• TASK DIRECTIONS
The answer is the full set of records, given again exactly and without images.

• SOURCE RECORDS
::::

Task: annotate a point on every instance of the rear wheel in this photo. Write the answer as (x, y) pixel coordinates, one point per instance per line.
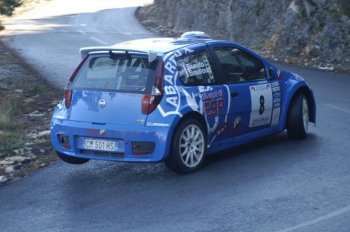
(71, 159)
(188, 148)
(298, 118)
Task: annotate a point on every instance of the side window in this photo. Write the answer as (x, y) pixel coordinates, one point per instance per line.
(239, 66)
(195, 69)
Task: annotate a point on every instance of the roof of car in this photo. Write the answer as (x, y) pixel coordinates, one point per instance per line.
(161, 45)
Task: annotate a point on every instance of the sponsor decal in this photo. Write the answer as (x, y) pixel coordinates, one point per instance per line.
(172, 92)
(276, 103)
(237, 123)
(261, 105)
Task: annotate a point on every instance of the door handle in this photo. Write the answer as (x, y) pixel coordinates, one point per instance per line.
(234, 94)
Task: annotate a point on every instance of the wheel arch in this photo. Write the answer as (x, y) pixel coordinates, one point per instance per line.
(310, 100)
(190, 115)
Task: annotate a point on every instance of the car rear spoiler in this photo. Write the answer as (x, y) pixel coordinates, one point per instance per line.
(86, 50)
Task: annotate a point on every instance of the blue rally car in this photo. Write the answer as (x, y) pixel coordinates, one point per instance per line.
(175, 100)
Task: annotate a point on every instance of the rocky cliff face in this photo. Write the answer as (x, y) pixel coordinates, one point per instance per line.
(311, 32)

::::

• TASK RESULT
Task: annotate a point on every instance of the rear wheel in this photo. Write the answer as (x, y) pixel coordinates, one point per instance per line.
(71, 159)
(188, 148)
(298, 118)
Task: annotate a point on every instance of the side window in this photo. Write the answer as (x, y) pixel coordinates, one point per instance per line.
(239, 66)
(195, 69)
Task: annotate a point on every instance of the roof of car in this photo. Write the answer as (x, y) pixel coordinates, one point per instance per line.
(161, 45)
Task: annotate a point on every instance of the sponsor decal in this photo. Write the answer as (x, y) pixel coordinates, one point per instance per line.
(172, 92)
(276, 103)
(237, 123)
(261, 105)
Task: annotate a point on every instance of the door handle in this photo. Write the answer as (x, y) pixel coordinates, one point per instance per line.
(234, 94)
Task: annotate a point on every instance of the wheel arch in this photo. Write the answer as (x, y) pixel coordinates, one point per instance per line.
(310, 100)
(190, 115)
Task: annotate a point on every instance of the car rear spoiler in this photo. Write the answer as (x, y) pixel coordinates, one point per instance per line.
(86, 50)
Task: annotate a point on every instance of the blue rally car in this photo. Write the answer as (x, y) pixel coordinates, one point per instance per line.
(175, 100)
Task: annotate a point on every instance of the rocky cliff face in this photo. Write the answer as (x, y) pixel coordinates, one point per instance per line.
(311, 32)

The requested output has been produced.